• _Your goal_: Copy the records from the line containing "If you could tag the baked" up to and including the line containing "<point>320,289</point>", swapping "baked bread loaf" for "round bread loaf" and changing nothing else.

• _Input rows_:
────
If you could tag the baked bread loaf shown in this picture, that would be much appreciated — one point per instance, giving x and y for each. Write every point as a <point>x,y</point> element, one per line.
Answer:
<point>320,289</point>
────
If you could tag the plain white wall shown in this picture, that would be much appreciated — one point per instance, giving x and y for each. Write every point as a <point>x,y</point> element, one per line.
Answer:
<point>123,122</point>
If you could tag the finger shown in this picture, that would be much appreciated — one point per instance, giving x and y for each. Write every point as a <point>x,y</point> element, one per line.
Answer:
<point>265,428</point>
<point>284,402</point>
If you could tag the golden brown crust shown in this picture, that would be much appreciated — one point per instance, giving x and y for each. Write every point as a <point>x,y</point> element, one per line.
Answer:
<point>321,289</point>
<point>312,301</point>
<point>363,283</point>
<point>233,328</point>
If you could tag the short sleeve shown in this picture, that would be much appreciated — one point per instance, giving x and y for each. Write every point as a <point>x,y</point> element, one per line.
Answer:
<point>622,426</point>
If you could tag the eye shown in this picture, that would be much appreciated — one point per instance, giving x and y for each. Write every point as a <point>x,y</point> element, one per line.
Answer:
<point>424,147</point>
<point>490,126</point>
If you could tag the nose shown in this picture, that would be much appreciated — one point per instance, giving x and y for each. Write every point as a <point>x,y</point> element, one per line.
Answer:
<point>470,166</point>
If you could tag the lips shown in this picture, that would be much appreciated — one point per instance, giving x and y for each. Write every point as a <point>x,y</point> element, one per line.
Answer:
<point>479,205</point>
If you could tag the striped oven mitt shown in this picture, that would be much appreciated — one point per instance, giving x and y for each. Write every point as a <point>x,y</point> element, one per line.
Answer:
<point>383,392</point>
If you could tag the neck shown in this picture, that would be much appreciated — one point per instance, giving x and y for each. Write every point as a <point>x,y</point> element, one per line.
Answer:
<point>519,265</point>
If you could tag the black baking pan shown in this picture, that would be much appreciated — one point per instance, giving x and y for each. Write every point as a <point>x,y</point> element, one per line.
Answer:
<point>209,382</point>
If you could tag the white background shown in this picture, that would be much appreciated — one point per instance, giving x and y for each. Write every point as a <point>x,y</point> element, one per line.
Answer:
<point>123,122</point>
────
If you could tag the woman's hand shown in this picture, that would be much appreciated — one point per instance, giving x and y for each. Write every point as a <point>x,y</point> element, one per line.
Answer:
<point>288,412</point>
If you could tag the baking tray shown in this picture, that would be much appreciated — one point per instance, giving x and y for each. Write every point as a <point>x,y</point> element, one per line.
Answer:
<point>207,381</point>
────
• _Output for this task_:
If you could tag the round bread loaf shown in this picture, that would be much appreciated — one point per instance, giving x and y for each. Write every point as a <point>x,y</point> element, one per line.
Answer:
<point>320,289</point>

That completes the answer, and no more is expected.